→ **Consignes**:
(a) Traduisez en anglais la phrase suivante, tirée du texte sur la saisie du navire Enigma XK : « Il résulte des dispositions de la Convention de Bruxelles du 10 mai 1952 pour l’unification de certaines règles sur la saisie conservatoire des navires de mer que la simple allégation par le saisissant de l’existence, à son profit, de l’une des créances maritimes visées à l’article 1er, 1 de ce traité suffit à fonder son droit de saisir le navire auquel cette créance se rapporte sans qu’il soit nécessaire de rechercher le fondement juridique ou la cause de ladite créance. »
(b) Imprimez le passage du texte sur la saisie du navire Enigma XK qui commence par « Cour de cassation » et va jusqu’à « Arrêt (Extraits) », sans rien y changer.

Réaffirmation des principes de la Convention de 1952 : L’allégation d’une créance maritime suffit à fonder la saisie, peu importe son fondement - Par François-Xavier Balme

Cour de cassation (Ch. com.) – 8 Mars 2017 > Navire Enigma XKN° 15-21571

Il résulte des dispositions de la Convention de Bruxelles du 10 mai 1952 pour l’unification de certaines règles sur la saisie conservatoire des navires de mer que la simple allégation par le saisissant de l’existence, à son profit, de l’une des créances maritimes visées à l’article 1er, 1 de ce traité suffit à fonder son droit de saisir le navire auquel cette créance se rapporte sans qu’il soit nécessaire de rechercher le fondement juridique ou la cause de ladite créance.

Sté MW AFRITEC c/ Sté EIFFEL INDUSTRIE MARINE

Arrêt (Extraits)

« LA COUR,

Attendu, selon l’arrêt attaqué (Poitiers, 9 juin 2015), que la société MW Afritec, propriétaire du navire de protection de pêches Enigma XK, a confié à la société Atlantic Refit Center (la société ARC) la transformation de celui-ci en navire d’exploration ; que la société ARC a sous-traité à la société Eiffel industrie marine (la société EIM) la réfection de deux lignes d’arbres ; qu’une fois les travaux achevés, les essais en mer ont révélé des dysfonctionnements imputables, selon une mesure d’expertise ordonnée à la demande de la société MW Afritec, à l’huile de moteur utilisée ; qu’au cours de ces opérations d’expertise, la société EIM a procédé au démontage et au remontage des lignes d’arbres ; que prétendant ne pas avoir reçu le paiement des factures émises pour ces prestations et pour des travaux effectués en exécution du marché initial, la société EIM a saisi à titre conservatoire le navire Enigma XK dans le port de La Rochelle ;

Sur le premier moyen :

Attendu que la société MW Afritec fait grief à l’arrêt de rejeter sa demande tendant à la rétractation de l’ordonnance ayant autorisé cette saisie et de décider que sa mainlevée pouvait être ordonnée moyennant la consignation de la somme de 433 394,50 euros alors, selon le moyen : (omissis)

(Enregistrements de points étiquetés)
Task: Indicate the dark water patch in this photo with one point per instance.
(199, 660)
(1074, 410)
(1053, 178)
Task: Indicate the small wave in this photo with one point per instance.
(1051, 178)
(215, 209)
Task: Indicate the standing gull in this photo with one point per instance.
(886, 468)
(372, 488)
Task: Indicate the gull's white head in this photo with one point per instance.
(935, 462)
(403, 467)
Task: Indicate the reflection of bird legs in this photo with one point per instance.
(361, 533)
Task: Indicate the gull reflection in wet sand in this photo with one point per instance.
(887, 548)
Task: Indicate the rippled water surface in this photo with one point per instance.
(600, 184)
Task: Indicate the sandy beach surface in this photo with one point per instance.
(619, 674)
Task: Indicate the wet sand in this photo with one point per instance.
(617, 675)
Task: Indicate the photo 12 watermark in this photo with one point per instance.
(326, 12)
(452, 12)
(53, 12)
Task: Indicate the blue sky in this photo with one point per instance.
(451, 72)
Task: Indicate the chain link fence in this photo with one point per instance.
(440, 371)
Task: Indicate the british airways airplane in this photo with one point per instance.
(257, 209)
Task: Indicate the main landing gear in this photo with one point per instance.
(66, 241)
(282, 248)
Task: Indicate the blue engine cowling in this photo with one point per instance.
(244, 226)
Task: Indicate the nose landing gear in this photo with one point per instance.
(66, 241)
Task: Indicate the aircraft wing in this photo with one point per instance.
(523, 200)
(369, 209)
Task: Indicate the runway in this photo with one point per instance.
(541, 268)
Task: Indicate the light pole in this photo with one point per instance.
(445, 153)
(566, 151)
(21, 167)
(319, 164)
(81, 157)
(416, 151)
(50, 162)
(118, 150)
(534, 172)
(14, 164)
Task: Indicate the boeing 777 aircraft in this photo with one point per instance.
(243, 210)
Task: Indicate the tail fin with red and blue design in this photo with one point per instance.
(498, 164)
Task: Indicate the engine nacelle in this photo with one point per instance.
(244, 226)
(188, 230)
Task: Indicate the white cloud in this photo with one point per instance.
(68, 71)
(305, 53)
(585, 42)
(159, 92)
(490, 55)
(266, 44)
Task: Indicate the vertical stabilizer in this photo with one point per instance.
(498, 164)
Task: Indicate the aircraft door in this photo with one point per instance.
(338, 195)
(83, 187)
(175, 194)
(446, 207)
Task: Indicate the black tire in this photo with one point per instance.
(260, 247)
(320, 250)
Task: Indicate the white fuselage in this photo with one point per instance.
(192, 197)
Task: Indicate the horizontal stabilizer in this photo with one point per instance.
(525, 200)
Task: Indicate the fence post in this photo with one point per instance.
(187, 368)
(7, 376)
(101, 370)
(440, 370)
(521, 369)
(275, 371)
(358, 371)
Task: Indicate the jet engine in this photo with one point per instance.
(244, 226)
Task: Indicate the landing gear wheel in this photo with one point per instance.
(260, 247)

→ **Réponses attendues**:
(a) It follows from the provisions of the Brussels Convention of May 10, 1952 for the unification of certain rules relating to the arrest of seagoing ships that the mere allegation by the arresting party of the existence, in its favor, of one of the maritime claims referred to in Article 1(1) of that treaty is sufficient to establish its right to arrest the ship to which that claim relates, without any need to inquire into the legal basis or the cause of said claim.

(b)
Cour de cassation (Ch. com.) – 8 Mars 2017 > Navire Enigma XKN° 15-21571

Il résulte des dispositions de la Convention de Bruxelles du 10 mai 1952 pour l’unification de certaines règles sur la saisie conservatoire des navires de mer que la simple allégation par le saisissant de l’existence, à son profit, de l’une des créances maritimes visées à l’article 1er, 1 de ce traité suffit à fonder son droit de saisir le navire auquel cette créance se rapporte sans qu’il soit nécessaire de rechercher le fondement juridique ou la cause de ladite créance.

Sté MW AFRITEC c/ Sté EIFFEL INDUSTRIE MARINE

Arrêt (Extraits)